[RECORDS PROVIDED start]
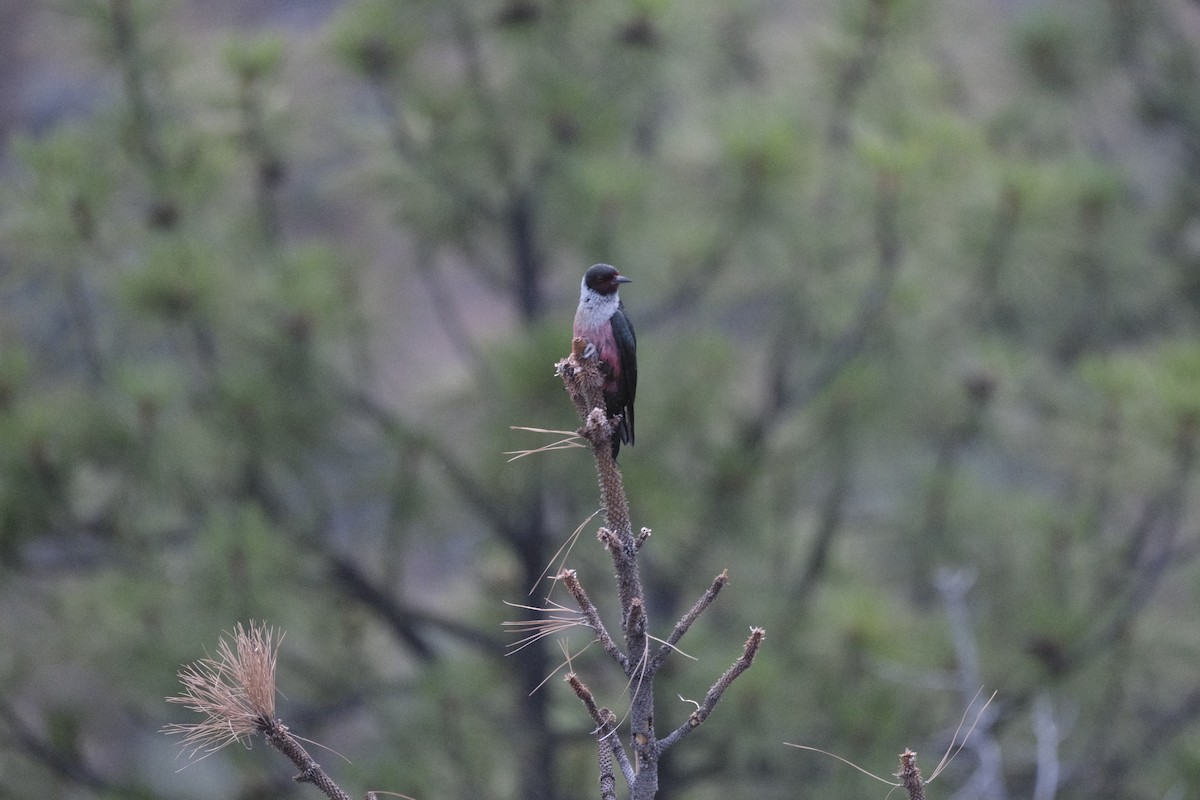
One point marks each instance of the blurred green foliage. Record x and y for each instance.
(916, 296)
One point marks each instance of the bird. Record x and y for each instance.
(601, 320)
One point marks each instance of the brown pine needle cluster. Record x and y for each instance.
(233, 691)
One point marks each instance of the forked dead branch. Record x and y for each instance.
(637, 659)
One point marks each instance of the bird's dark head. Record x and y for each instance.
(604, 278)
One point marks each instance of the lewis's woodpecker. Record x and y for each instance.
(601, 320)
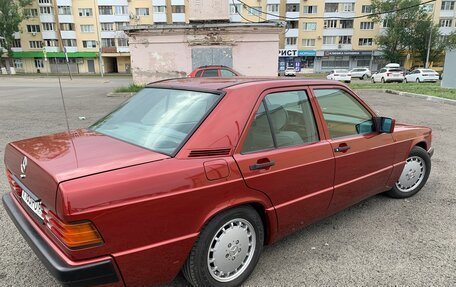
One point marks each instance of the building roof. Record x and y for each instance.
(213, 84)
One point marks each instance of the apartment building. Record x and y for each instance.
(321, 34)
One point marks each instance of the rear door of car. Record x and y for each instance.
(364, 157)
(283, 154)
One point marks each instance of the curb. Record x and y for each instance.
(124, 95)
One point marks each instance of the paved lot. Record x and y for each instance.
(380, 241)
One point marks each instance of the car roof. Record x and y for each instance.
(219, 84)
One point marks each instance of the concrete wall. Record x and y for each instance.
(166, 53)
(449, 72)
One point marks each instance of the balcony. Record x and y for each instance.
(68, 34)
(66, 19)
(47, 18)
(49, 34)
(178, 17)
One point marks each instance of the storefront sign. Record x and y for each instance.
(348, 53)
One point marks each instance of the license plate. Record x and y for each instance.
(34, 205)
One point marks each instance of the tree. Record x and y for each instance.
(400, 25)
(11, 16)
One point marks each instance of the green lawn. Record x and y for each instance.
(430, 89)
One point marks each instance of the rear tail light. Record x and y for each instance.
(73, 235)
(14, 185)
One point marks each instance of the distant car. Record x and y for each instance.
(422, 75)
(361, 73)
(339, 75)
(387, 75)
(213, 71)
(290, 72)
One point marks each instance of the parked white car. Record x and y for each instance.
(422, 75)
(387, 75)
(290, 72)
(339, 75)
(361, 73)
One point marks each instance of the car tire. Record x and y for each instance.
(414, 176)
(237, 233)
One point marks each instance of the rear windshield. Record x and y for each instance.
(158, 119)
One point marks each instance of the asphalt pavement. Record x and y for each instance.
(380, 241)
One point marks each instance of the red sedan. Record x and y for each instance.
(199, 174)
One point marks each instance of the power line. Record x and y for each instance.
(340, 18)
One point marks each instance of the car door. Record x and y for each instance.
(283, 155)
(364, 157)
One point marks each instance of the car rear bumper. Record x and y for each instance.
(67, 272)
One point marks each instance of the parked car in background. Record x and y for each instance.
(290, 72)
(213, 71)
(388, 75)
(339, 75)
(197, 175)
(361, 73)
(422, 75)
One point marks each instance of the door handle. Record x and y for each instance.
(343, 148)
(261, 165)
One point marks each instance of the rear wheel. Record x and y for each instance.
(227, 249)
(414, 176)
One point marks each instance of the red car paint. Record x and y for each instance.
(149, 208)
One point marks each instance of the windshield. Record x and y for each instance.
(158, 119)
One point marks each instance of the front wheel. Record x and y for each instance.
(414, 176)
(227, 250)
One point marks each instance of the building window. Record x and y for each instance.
[RECORDS PROVIDED end]
* BRIEF
Make an exact copy of the listing above. Do not include the pictures.

* RESULT
One point marks each instance of the blurred green foliage. Record x and y for each instance.
(916, 296)
One point marks each instance of the bird. Record x and y for each instance.
(601, 320)
One point marks each instance of the brown pine needle cluster. Record x and y for each instance.
(233, 691)
One point marks each instance of the forked dead branch. Record x and y for each instance.
(637, 659)
One point marks each instance of the bird's dark head. Record x and y for each instance.
(604, 278)
One point marks each instance of the lewis's woodpecker. Record x and y for each instance.
(601, 320)
One point marks each instance of the building roof. Record x and y for each instance.
(213, 84)
One point marks each instance of the apartment building. Record x and y for each instance.
(321, 34)
One point marks each instance of the rear door of car. Record x and y for each instance.
(364, 157)
(283, 154)
One point marks each instance of the curb. Record x and y for each instance.
(124, 95)
One point marks each instance of the paved lot. Record x and y for each instance.
(380, 241)
One point marks each instance of the car roof. Record x and y for each instance.
(219, 84)
One point marks each instance of the concrete wall. Record x and y for each instance.
(166, 53)
(449, 72)
One point marks each instance of the balcony. Record x and y for each instance.
(68, 34)
(66, 19)
(47, 18)
(49, 34)
(178, 17)
One point marks each instance of the storefront sign. Record x and y for each instance.
(348, 53)
One point marks each instance of the license plate. Record x and y for each instance.
(34, 205)
One point marks each instance of the tree. Record x and y for each instance.
(400, 25)
(11, 16)
One point marks each instance of the green lawn. Record x and y for each instance.
(430, 89)
One point marks each instance of the rear tail light. Record x and y for each instance.
(73, 235)
(14, 185)
One point marks each instance of the distant car. Record x and y for each instance.
(422, 75)
(361, 73)
(339, 75)
(387, 75)
(213, 71)
(290, 72)
One point marks each instance of the parked white car. Record x and y for each instance.
(422, 75)
(387, 75)
(290, 72)
(339, 75)
(361, 73)
One point marks each instance of the car tire. Record x and y for each instance.
(414, 176)
(237, 233)
One point marks each instance of the rear windshield. Record x and y for each instance.
(158, 119)
One point marks each instance of the asphalt pavement. Record x and y for each instance.
(380, 241)
One point marks each instance of the red sedan. Record x and y for each instance.
(199, 174)
One point marks each instance of the power line. Record x and y for each instance.
(340, 18)
One point marks each instance of the car door. Record x and y for each instance.
(283, 155)
(364, 157)
One point marks each instance of the car rear bumper. Record x and y for each instance.
(67, 272)
One point marks each instance of the parked car in background. Record x and y for each instance.
(290, 72)
(213, 71)
(388, 75)
(339, 75)
(197, 175)
(361, 73)
(422, 75)
One point marks each instance of the door handle. Record x and y for each instance.
(343, 148)
(261, 165)
One point marks each instance of the rear wheel. Record x and y for each instance.
(227, 249)
(414, 176)
One point marks each instance of the red car paint. Record x and y for each instance.
(149, 208)
One point marks each instance of the windshield. Record x and y for each instance.
(158, 119)
One point marks each instance of the front wheel. Record x and y for each instance.
(414, 176)
(227, 250)
One point marks each instance of the building window. Record x and y for each instance.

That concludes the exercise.